→ PROBLEM DETAILS
Quote all entries in full, exactly.

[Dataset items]
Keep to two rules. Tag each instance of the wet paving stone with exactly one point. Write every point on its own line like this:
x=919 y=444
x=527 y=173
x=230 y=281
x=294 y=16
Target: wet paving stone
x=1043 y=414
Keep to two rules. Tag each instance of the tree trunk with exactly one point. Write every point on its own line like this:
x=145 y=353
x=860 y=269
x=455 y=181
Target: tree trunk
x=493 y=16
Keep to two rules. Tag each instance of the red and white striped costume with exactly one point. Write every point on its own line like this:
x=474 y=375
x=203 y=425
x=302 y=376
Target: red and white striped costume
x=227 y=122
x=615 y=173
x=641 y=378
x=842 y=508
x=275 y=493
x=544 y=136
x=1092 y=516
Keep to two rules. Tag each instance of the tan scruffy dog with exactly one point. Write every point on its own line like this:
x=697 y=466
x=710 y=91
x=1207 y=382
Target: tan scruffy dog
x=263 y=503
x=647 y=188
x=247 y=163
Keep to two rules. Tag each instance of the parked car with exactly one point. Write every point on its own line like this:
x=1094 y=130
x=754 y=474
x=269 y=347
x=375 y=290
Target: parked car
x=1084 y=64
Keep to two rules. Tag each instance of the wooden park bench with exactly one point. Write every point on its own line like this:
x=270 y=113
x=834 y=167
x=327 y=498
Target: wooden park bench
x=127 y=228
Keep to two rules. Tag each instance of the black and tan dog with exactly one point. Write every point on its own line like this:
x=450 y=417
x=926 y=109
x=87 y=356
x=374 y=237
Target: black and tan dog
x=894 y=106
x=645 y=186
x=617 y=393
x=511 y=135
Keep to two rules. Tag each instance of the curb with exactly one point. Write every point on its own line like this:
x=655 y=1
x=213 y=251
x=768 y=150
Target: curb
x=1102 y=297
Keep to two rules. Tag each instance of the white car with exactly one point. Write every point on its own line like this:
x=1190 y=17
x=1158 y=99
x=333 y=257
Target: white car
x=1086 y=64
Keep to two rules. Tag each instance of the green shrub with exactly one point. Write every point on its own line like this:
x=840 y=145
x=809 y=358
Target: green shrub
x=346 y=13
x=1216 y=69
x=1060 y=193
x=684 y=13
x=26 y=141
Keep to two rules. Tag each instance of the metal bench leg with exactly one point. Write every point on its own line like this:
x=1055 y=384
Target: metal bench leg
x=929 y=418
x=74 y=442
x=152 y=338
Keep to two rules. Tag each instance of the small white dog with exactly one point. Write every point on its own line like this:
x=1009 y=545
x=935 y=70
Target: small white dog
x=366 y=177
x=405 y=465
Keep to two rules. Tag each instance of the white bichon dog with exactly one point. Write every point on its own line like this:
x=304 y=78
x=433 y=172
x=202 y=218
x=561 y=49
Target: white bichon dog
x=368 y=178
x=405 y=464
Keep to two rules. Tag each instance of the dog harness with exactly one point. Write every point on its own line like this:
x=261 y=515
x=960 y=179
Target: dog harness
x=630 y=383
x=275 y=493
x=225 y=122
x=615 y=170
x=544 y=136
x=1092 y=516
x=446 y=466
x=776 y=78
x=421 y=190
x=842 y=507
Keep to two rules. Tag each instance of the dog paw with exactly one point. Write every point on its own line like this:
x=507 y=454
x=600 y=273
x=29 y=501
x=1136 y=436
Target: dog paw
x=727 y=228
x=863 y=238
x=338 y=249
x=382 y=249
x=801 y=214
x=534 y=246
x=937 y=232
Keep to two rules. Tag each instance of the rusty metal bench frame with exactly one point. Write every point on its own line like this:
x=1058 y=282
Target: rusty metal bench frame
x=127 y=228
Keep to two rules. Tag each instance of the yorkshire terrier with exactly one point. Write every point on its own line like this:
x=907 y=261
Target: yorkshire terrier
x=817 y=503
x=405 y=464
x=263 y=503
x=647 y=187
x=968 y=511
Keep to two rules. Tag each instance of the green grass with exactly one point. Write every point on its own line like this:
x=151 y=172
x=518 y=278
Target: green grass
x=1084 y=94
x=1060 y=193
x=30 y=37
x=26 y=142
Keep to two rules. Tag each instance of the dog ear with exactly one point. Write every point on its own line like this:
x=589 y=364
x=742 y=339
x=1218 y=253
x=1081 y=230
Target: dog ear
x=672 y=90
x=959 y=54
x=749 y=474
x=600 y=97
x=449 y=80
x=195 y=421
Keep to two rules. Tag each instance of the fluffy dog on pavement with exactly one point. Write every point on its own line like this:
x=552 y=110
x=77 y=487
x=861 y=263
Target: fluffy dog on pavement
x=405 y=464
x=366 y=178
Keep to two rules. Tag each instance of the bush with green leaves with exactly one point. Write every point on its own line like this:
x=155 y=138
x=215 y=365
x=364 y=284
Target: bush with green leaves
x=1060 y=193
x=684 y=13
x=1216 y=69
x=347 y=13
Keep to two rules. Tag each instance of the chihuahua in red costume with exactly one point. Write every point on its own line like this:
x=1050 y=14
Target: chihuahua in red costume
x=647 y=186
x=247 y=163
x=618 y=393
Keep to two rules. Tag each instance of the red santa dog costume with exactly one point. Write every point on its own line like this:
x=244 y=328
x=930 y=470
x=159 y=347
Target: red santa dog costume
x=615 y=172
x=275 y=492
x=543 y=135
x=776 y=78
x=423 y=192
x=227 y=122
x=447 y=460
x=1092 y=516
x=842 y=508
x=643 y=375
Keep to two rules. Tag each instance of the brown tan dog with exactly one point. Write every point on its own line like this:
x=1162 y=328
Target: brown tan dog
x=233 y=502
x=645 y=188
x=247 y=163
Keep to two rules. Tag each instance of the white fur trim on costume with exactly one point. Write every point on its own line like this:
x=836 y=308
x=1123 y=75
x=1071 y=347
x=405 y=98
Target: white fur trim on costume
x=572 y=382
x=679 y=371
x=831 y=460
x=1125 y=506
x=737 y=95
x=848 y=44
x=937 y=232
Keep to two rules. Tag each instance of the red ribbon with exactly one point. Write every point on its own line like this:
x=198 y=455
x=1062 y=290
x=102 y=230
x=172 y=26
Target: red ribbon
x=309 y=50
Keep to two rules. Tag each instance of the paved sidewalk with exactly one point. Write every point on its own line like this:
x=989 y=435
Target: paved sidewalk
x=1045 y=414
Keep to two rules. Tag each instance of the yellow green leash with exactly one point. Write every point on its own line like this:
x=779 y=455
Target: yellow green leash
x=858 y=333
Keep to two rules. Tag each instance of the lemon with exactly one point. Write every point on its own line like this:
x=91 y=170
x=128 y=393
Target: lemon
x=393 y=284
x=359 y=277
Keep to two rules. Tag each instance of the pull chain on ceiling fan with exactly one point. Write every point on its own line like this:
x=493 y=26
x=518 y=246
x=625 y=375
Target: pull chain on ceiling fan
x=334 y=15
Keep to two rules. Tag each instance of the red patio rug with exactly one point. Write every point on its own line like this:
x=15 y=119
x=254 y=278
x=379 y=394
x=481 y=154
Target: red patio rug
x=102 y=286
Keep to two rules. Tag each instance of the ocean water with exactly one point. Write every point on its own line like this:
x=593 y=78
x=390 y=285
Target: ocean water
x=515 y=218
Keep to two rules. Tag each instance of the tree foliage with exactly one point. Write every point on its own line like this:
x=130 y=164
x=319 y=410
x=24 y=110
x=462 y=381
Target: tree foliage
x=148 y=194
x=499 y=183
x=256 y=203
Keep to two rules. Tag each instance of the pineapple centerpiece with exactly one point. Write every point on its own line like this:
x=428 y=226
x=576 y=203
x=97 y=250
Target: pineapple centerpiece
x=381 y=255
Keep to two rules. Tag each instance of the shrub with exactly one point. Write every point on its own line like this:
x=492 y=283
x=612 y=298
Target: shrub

→ SOLUTION
Keep to two rules. Tag each instance of the wet paving stone with exactly one point. Write every point on its own line like this:
x=919 y=444
x=527 y=173
x=230 y=281
x=294 y=16
Target: wet paving stone
x=1043 y=414
Keep to two rules. Tag each instance of the tree trunk with exactly one point. Write every point on its own line like this:
x=145 y=353
x=860 y=269
x=455 y=181
Target: tree trunk
x=493 y=16
Keep to two rules. Tag each instance of the red and white striped costume with exactly one point. Write every point on its own line like this:
x=474 y=375
x=203 y=425
x=302 y=376
Target: red and white striped costume
x=227 y=122
x=615 y=173
x=641 y=378
x=842 y=508
x=275 y=493
x=544 y=136
x=1092 y=516
Keep to two rules. Tag each instance of the tan scruffy dog with exactly one point. Write every point on its own line like this:
x=697 y=466
x=710 y=91
x=1207 y=382
Target: tan scruffy dog
x=263 y=503
x=647 y=188
x=247 y=163
Keep to two rules. Tag each instance of the parked car with exactly one point. Write every point on its own line like this:
x=1094 y=130
x=754 y=474
x=269 y=347
x=375 y=290
Target: parked car
x=1084 y=64
Keep to two rules. Tag each instance of the wooden park bench with exactly one point. Write every point on its own line like this:
x=270 y=113
x=834 y=167
x=327 y=498
Target: wooden park bench
x=127 y=228
Keep to two rules. Tag each instance of the black and tan dog with exactly one point. Write every point on its own line like this:
x=450 y=417
x=926 y=109
x=87 y=356
x=374 y=237
Target: black and tan dog
x=894 y=106
x=645 y=186
x=617 y=393
x=511 y=135
Keep to two rules. Tag each instance of the curb with exactly one point. Write every point on its own line like this:
x=655 y=1
x=213 y=251
x=768 y=150
Target: curb
x=1102 y=297
Keep to two rules. Tag each instance of the white car with exactly one point. Write every point on its own line like this:
x=1190 y=17
x=1158 y=99
x=333 y=257
Target: white car
x=1086 y=64
Keep to two rules. Tag each instance of the green shrub with exactly one point. Write every point on its own line like this:
x=840 y=145
x=809 y=358
Target: green shrub
x=346 y=13
x=1216 y=69
x=1060 y=193
x=684 y=13
x=26 y=141
Keep to two rules. Tag each instance of the metal bench leg with exactly one point. Write every point on its own line like this:
x=1055 y=384
Target: metal bench leg
x=929 y=418
x=74 y=442
x=152 y=338
Keep to two rules. Tag each instance of the small white dog with exactly one point. Write every point on its own line like this:
x=1009 y=545
x=935 y=70
Target: small white dog
x=366 y=177
x=405 y=465
Keep to two rules. Tag each instance of the white bichon dog with exactly one point. Write every point on its own line like this:
x=304 y=78
x=433 y=172
x=202 y=218
x=561 y=49
Target: white bichon dog
x=368 y=178
x=405 y=464
Keep to two rules. Tag each instance of the dog harness with exactly one point. Write every point on its own line like this:
x=261 y=515
x=960 y=179
Target: dog harness
x=630 y=383
x=275 y=493
x=225 y=122
x=615 y=170
x=544 y=136
x=1092 y=516
x=446 y=466
x=776 y=78
x=421 y=190
x=842 y=507
Keep to two rules. Tag each instance of the dog paw with exactly one point. Write every point on its own line like this:
x=507 y=454
x=600 y=273
x=29 y=501
x=1136 y=436
Target: dog paw
x=727 y=228
x=863 y=238
x=338 y=249
x=382 y=249
x=801 y=214
x=534 y=246
x=937 y=232
Keep to two rules. Tag each instance of the rusty metal bench frame with exactly one point. Write every point on its own line like this:
x=1058 y=282
Target: rusty metal bench frame
x=127 y=228
Keep to two rules. Tag each instance of the yorkshire terrier with exactly one point. Write every point on its own line like this:
x=907 y=261
Target: yorkshire terrier
x=817 y=503
x=405 y=464
x=263 y=503
x=647 y=187
x=968 y=511
Keep to two rules. Tag each instance of the green grass with exactly one point. Write every point on its own line like this:
x=151 y=172
x=518 y=278
Target: green grass
x=1084 y=94
x=1060 y=193
x=30 y=37
x=26 y=142
Keep to two rules. Tag each instance of the dog ear with exactly one point. Write every point on its own line like this:
x=589 y=364
x=742 y=339
x=1218 y=253
x=1081 y=230
Target: dog ear
x=672 y=90
x=959 y=54
x=749 y=474
x=600 y=97
x=449 y=80
x=195 y=421
Keep to two rules. Tag each instance of the fluffy dog on pavement with exactly one point. Write every point on its own line like this:
x=552 y=110
x=77 y=487
x=861 y=263
Target: fluffy dog on pavement
x=405 y=464
x=366 y=178
Keep to two rules. Tag each instance of the bush with green leaves with exactly one point. Write every point on its own line like this:
x=155 y=138
x=215 y=365
x=364 y=284
Target: bush with green leaves
x=1060 y=193
x=684 y=13
x=1216 y=69
x=347 y=13
Keep to two rules. Tag each instance of the chihuahua in red costume with exactly one point. Write every point on its own line like this:
x=1050 y=14
Target: chihuahua in red costume
x=647 y=186
x=247 y=163
x=618 y=393
Keep to two rules. Tag each instance of the red santa dog costume with exactly one point. Write every point on its own line like this:
x=244 y=328
x=930 y=470
x=159 y=347
Target: red santa dog costume
x=615 y=172
x=275 y=492
x=543 y=135
x=776 y=78
x=423 y=192
x=227 y=122
x=447 y=460
x=1092 y=516
x=842 y=508
x=643 y=375
Keep to two rules. Tag each instance of the brown tan dog with exactly one point. Write every point on its own line like this:
x=1162 y=328
Target: brown tan dog
x=233 y=502
x=645 y=188
x=247 y=163
Keep to two rules. Tag each instance of the white fur trim on costume with exactly one point. Write every point on its own line like this:
x=836 y=308
x=1123 y=75
x=1071 y=347
x=405 y=98
Target: white fur trim on costume
x=572 y=382
x=679 y=371
x=831 y=460
x=1125 y=506
x=737 y=95
x=848 y=44
x=937 y=232
Keep to two rules. Tag each instance of the red ribbon with exactly one point. Write every point on its own line like this:
x=198 y=455
x=1062 y=290
x=102 y=230
x=172 y=26
Target: red ribbon
x=309 y=50
Keep to two rules. Tag each instance of the paved sidewalk with exactly one point. Write every point on its own line like this:
x=989 y=435
Target: paved sidewalk
x=1045 y=414
Keep to two rules. Tag each instance of the yellow green leash with exactly one point. Write every point on its own line like this:
x=779 y=455
Target: yellow green leash
x=858 y=333
Keep to two rules. Tag each instance of the lemon with exactly one point. Write every point on its own line like this:
x=91 y=170
x=128 y=393
Target: lemon
x=393 y=284
x=359 y=277
Keep to two rules. Tag each instance of the pull chain on ceiling fan with exactly one point. Write every point on its own line like this:
x=493 y=26
x=518 y=246
x=625 y=375
Target: pull chain on ceiling fan
x=334 y=15
Keep to two rules. Tag each instance of the red patio rug with exactly one point. Write every point on its own line like this:
x=15 y=119
x=254 y=278
x=379 y=394
x=481 y=154
Target: red patio rug
x=102 y=286
Keep to two rules. Tag each instance of the ocean water with exactly one point. Write every point on its own line like this:
x=593 y=78
x=390 y=285
Target: ocean water
x=515 y=218
Keep to two rules. Tag each instance of the tree foliage with exactly one point. Write every point on its own line like this:
x=130 y=164
x=319 y=410
x=24 y=110
x=462 y=381
Target: tree foliage
x=148 y=194
x=499 y=183
x=256 y=203
Keep to two rules. Tag each instance of the pineapple centerpiece with exactly one point. Write every point on its own line like this:
x=428 y=226
x=576 y=203
x=97 y=250
Target: pineapple centerpiece
x=381 y=255
Keep to two rules. Tag each instance of the shrub with exactly one point. Write every point on its own line like this:
x=492 y=283
x=612 y=298
Target: shrub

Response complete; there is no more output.